READING PASSAGE —
Visit the Shark Lagoon at Aquarium of the Pacific
Aquarium of the Pacific in Long Beach has reopened its outdoor exhibits. For a $12 general admission, guests can wander through the Shark Lagoon and Lorikeet Forest and visit with penguins, seals, sea lions and other residents of the aquarium. The Moon Jelly Touch Lab also remains open and guests can touch creatures in the Shark Lagoon and Ray Touch pool. Aquarium of the Pacific is also offering its Harbor Tour and Blue Whale and Sea Life Cruise packages. To visit, you will need to make reservations or purchase a timed ticket to visit Aquarium of the Pacific. Groups are capped at six people and temperatures will be checked at the entrance. Masks are required for guests over the age of 2 and groups must maintain at least 6 feet distance between staff and other guests.
Fish or Bird-Watch at Los Angeles River Recreation Zones
Los Angeles River Recreation Zones in Elysian Valley and Sepulveda Basin reopened on Memorial Day Weekend for their summer season. The catch: There's no kayaking this year. While you can't enjoy the river by boat, you can still fish at the site. Walking and bird-watching are also permitted. The season runs through September 30.

STUDY MATERIAL —
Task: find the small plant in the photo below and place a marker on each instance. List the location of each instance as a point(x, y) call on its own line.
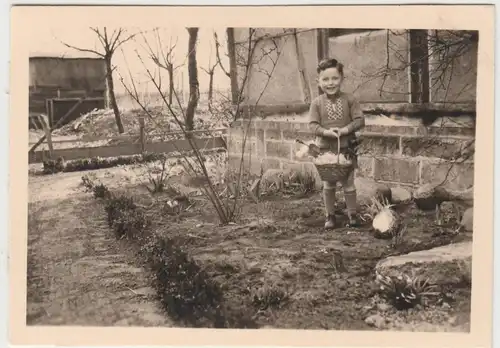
point(158, 174)
point(386, 223)
point(117, 206)
point(270, 296)
point(98, 190)
point(187, 291)
point(54, 166)
point(398, 236)
point(403, 291)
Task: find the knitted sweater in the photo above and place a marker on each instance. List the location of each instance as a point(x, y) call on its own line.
point(341, 110)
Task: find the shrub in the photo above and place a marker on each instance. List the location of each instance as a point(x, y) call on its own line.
point(98, 190)
point(54, 166)
point(125, 218)
point(403, 292)
point(187, 292)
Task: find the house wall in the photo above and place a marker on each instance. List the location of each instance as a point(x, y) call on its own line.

EXERCISES —
**1)** In the passage about reopened attractions, rewrite the part that opens with the words containing "Fish or Bird-Watch" and closes with "through September 30.", replacing "Recreation Zones" with "Recreation Areas".
**2)** Write the next part of the passage about reopened attractions, picking up after its last sentence.
You won't need the items for this.

ANSWERS FOR THE TASKS —
**1)**
Fish or Bird-Watch at Los Angeles River Recreation Areas
Los Angeles River Recreation Areas in Elysian Valley and Sepulveda Basin reopened on Memorial Day Weekend for their summer season. The catch: There's no kayaking this year. While you can't enjoy the river by boat, you can still fish at the site. Walking and bird-watching are also permitted. The season runs through September 30.

**2)**
Go For a Bike Ride with Metro
Whether you want to get out for a quick jaunt through your neighborhood, or ride across the city, Metro Bike Share is available. Through August, Metro is offering reduced rates for bike passes, which can be purchased via the Metro Bike Share app. Metro has been upped the cleaning of bikes and stations, but recommends that you still wash or sanitize your hands before and after you ride and make sure to avoid touching your face while you're on the bike. Don't forget to bring your own helmet as well.
Use FORT L.A. Guides to See Historic Homes
Friends of Residential Treasures: Los Angeles releases monthly trails leading explorers to historic homes across the city. These routes are best traveled by car, as they're organized by theme rather than location, and the guides, which you can access online for free, are filled with historic details and auxiliary media to deepen your understanding of homes that you can view without getting out of the car. Trails include "1920s Nights," featuring famed homes like the Adamson and Schindler Houses, "Postwar Japanese American Architects," and "Small Neutra Houses."
Explore Nature in Your Yard with Natural History Museum
You don't have to leave your neighborhood, or even your yard, to connect with nature. NHMLA has been encouraging locals to engage with the nature that surrounds us through their Community Science program and the annual City Nature Challenge and the pandemic hasn't stopped them from continuing with the message. Get started with a Nature Hunt check list available on NHMLA's website, use your phone to photograph or record the flora and fauna you see and share your findings through the iNaturalist app, or by emailing firstname.lastname@example.org or using the hashtag #NatureinLA on social media.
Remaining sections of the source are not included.